• Saved data entries
_____
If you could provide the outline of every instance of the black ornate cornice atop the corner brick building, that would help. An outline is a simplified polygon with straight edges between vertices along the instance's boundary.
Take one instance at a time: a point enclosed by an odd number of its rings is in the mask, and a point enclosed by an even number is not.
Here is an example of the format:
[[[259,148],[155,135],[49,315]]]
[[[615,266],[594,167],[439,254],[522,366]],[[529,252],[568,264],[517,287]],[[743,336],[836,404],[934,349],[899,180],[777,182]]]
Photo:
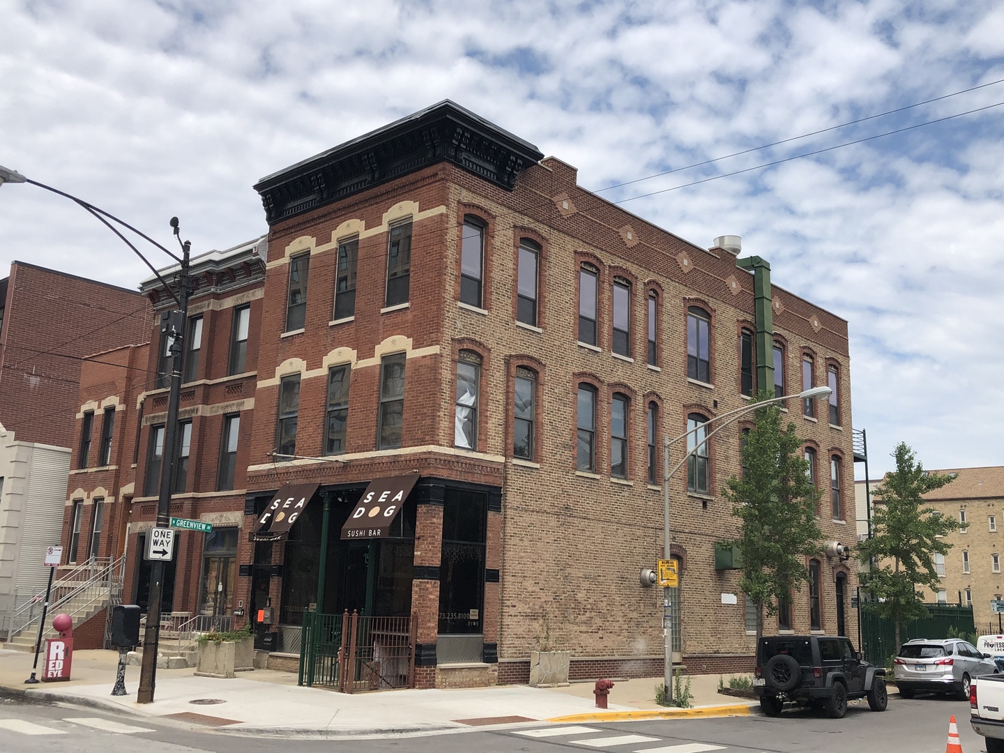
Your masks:
[[[449,99],[274,173],[255,185],[269,225],[450,162],[512,191],[543,158],[532,144]]]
_____
Please return, without any change, the lines from the line containing "[[[259,148],[155,135],[49,315]]]" through the last line of the entries, dropping the pictures.

[[[259,148],[155,135],[49,315]]]
[[[615,266],[594,167],[439,254],[522,366]],[[529,252],[568,264],[517,287]],[[743,336],[836,404],[934,349],[899,180],[777,182]]]
Photo:
Your masks:
[[[449,99],[274,173],[255,185],[269,225],[450,162],[512,191],[543,158],[532,144]]]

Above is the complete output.